**Exercise details**
Copy out each line of the material below with no changes.

**Given entries**

= = =

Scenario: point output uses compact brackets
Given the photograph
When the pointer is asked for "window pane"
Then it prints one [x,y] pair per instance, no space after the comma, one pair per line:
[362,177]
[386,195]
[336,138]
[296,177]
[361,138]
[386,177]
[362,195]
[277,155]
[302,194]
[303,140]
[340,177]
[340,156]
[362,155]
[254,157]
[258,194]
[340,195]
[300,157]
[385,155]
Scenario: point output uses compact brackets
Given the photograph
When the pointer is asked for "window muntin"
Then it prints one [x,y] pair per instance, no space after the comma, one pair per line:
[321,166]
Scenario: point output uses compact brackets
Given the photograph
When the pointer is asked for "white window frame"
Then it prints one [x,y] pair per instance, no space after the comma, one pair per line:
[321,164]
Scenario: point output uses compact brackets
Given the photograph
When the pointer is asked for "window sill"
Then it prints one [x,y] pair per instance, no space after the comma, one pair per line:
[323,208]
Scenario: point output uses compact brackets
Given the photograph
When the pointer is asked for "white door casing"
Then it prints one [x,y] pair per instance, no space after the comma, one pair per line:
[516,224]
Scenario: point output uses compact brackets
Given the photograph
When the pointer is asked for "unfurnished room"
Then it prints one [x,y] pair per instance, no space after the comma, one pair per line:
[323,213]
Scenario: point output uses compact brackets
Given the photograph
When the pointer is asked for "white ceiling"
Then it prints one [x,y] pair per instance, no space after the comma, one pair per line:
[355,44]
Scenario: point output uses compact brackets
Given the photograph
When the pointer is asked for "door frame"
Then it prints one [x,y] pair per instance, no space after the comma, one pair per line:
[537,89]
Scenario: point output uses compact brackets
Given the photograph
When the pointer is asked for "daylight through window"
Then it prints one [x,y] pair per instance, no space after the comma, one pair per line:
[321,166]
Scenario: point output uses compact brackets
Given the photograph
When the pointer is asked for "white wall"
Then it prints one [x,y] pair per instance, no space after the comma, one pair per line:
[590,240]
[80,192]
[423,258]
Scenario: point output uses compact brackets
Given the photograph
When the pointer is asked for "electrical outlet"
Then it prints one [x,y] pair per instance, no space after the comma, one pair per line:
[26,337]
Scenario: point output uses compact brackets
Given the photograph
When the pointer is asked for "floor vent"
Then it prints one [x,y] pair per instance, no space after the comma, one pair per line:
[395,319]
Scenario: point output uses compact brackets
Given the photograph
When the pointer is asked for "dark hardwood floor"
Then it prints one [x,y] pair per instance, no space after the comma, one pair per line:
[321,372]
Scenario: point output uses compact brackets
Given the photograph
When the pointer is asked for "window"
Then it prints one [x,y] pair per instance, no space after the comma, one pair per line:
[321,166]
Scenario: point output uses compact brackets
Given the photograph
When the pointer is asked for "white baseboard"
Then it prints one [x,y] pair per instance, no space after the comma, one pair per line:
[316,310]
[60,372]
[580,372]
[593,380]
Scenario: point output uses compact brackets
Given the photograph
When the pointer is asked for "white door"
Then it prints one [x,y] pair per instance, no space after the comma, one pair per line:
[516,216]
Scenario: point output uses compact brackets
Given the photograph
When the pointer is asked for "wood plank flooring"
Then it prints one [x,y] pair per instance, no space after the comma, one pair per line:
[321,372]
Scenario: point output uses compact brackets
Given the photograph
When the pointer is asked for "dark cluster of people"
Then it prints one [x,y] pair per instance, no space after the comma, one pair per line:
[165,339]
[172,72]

= = =

**Expected answer**
Scenario: point output uses compact brackets
Given the photograph
When the pointer is asked for "window pane"
Then it prints one [x,y] pair per instance, no space after the comma, one pair per line:
[362,177]
[386,195]
[336,138]
[296,177]
[361,138]
[386,177]
[362,195]
[277,155]
[302,194]
[303,140]
[340,177]
[340,156]
[362,155]
[254,157]
[258,194]
[340,195]
[300,157]
[385,155]
Scenario: point output uses compact brackets
Given the photograph
When the pointer is asked for "window muntin"
Then it prints one [x,y] pair per instance, no space after the comma, one pair per line:
[321,166]
Scenario: point output uses compact brackets
Given the photograph
When the pointer is asked for "white window frame"
Then it prints one [x,y] pair per instance, no space after the comma, one pair per line:
[321,164]
Scenario: point output uses compact brackets
Given the photograph
When the pointer is asked for "window sill"
Then it prints one [x,y] pair per instance, no space after the comma, one pair per line:
[323,208]
Scenario: point output uses compact brackets
Given the photograph
When the pointer is asked for "white door casing"
Then it prints one [x,y] pair per instance, no space after the comma, one pair per line:
[516,224]
Scenario: point output uses compact brackets
Given the photograph
When the pointer is asked for "unfurnished room"
Then it prints one [x,y] pair per instance, no space after the comma, one pair per line:
[323,213]
Scenario: point output uses compact brackets
Given the photograph
When the pointer is asked for "white ceiling"
Then it prints one [x,y] pair per instance, no space after the comma, one pair per line:
[355,44]
Scenario: point output uses compact brackets
Given the photograph
When the pointer is asked for "door frame"
Then it prints one [x,y] pair per instance, no space after the comma, one pair per line:
[537,89]
Scenario: point output uses compact brackets
Given the photograph
When the pointer is asked for "daylight through window"
Then it prints one [x,y] pair per instance, no space after the comma, one pair per line:
[321,166]
Scenario: point output uses compact brackets
Given the photograph
When the pointer is asked for "white wall"
Then it prints one [x,y] pair per instance, no space after the comma, one pair per line:
[590,240]
[80,192]
[423,258]
Scenario: point output uses compact brackets
Given the photograph
When the pointer is asked for "electrical outlet"
Then it prints one [x,y] pair per instance, no space after the comma, one pair per line:
[26,337]
Scenario: point output uses compact brackets
Given the photograph
When the pointer is asked for "floor vent"
Then it prints one [x,y] pair per instance, no space after the comma, one pair per line:
[395,319]
Scenario: point output uses compact brackets
Given the photograph
When the pointer is asked for "dark hardwood floor"
Then it prints one [x,y] pair per instance, no space after the comma, one pair per line:
[321,372]
Scenario: point output uses compact brackets
Given the photograph
When the pointer is asked for "window"
Then it prints one [x,y] pair per instance, no space after the comma, one pair per line:
[321,166]
Scenario: point output uses compact brackets
Given the photograph
When the pointer is asked for "white baseboard"
Then it prints one [x,y] pair per instance, no space after the comma, one pair per line:
[316,310]
[60,372]
[580,372]
[593,380]
Scenario: point output uses compact brackets
Given the photograph
When the pointer is asked for "white door"
Then it prints one [x,y] pair per instance, no space after the comma, one pair per line:
[516,216]
Scenario: point output uses compact brackets
Given the photograph
When the pointer is asked for "wood plank flooring"
Then it prints one [x,y] pair per instance, no space after the comma, one pair per line:
[321,372]
Scenario: point output uses compact brackets
Given the photograph
When the pointer is asked for "dark cluster of people"
Then it prints one [x,y] pair per instance, no space after the comma, one pair per line:
[165,339]
[172,72]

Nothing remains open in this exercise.